* **What to work on**: Pick out every line in the items below that contains the word "player", and copy each of those lines.

* **Data for this task**:

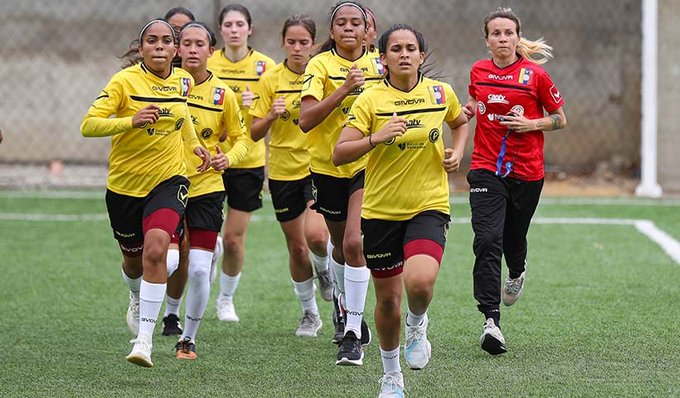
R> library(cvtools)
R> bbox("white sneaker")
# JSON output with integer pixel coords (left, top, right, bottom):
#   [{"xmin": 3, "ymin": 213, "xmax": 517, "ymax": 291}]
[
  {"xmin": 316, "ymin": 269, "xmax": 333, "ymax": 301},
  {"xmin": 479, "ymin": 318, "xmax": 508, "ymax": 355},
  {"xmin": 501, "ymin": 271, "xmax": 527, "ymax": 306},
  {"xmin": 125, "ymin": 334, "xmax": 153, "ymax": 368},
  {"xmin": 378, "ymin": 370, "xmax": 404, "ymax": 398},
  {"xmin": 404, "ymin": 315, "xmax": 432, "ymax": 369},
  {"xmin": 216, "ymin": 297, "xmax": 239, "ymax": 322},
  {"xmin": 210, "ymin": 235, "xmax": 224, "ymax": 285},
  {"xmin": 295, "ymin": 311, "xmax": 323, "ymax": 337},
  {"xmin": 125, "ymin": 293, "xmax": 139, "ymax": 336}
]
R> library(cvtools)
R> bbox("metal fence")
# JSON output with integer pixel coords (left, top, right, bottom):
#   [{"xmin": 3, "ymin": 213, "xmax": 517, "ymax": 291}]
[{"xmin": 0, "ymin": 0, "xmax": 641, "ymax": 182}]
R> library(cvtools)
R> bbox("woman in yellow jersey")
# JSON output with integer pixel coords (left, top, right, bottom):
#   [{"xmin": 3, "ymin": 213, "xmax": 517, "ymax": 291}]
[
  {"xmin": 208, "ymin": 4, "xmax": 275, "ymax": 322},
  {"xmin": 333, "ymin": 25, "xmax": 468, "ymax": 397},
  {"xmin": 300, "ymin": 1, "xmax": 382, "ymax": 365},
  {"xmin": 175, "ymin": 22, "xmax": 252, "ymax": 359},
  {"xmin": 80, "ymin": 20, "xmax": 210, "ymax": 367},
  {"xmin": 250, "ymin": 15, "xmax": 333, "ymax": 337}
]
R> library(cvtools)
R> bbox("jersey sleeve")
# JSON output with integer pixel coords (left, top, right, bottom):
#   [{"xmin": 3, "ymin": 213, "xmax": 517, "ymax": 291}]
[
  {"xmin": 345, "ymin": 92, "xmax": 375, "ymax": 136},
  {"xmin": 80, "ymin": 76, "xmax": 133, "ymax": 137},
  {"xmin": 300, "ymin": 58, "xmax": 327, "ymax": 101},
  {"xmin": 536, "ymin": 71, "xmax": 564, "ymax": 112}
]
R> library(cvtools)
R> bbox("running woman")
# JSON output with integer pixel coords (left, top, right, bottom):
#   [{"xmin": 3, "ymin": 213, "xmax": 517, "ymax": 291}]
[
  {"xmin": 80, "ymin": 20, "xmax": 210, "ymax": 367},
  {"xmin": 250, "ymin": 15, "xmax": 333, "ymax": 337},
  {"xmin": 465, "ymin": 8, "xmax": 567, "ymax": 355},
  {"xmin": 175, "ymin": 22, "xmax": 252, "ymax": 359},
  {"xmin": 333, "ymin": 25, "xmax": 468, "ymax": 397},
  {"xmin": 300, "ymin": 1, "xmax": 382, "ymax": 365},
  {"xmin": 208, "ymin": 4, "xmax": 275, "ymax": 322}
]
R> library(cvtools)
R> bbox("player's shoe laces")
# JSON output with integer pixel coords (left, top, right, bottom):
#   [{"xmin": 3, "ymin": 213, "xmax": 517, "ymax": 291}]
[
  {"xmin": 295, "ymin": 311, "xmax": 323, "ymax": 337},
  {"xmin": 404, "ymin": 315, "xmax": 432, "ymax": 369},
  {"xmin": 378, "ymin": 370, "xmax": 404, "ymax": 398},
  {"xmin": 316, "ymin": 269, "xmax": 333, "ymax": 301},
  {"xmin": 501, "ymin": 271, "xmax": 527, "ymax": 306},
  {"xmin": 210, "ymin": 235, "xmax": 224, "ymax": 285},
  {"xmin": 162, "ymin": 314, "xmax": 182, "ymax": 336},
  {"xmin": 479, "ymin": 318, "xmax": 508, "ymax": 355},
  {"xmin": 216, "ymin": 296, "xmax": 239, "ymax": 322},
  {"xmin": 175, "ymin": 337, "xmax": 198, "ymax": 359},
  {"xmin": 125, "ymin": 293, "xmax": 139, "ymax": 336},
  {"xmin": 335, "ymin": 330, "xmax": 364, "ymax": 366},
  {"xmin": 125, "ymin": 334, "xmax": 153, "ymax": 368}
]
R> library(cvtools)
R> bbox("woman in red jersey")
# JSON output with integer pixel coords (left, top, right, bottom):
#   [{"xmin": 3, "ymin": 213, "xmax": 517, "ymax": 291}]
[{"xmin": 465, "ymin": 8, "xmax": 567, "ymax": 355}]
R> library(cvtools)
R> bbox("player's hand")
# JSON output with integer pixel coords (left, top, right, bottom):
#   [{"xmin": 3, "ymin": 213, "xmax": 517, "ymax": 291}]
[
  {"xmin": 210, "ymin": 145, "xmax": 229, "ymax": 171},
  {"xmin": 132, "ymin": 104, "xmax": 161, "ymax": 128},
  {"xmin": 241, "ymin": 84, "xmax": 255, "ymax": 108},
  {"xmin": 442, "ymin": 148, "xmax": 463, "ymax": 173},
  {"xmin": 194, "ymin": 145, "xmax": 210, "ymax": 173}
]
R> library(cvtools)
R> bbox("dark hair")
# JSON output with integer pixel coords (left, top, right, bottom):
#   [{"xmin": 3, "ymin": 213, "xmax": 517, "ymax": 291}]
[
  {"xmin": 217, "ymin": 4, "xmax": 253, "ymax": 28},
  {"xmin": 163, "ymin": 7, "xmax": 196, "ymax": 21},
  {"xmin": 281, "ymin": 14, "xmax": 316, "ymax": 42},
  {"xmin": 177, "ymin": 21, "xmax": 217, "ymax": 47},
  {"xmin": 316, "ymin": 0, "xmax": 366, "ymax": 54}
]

* **Full response**:
R> bbox("player's shoe laces")
R> bbox("player's hand")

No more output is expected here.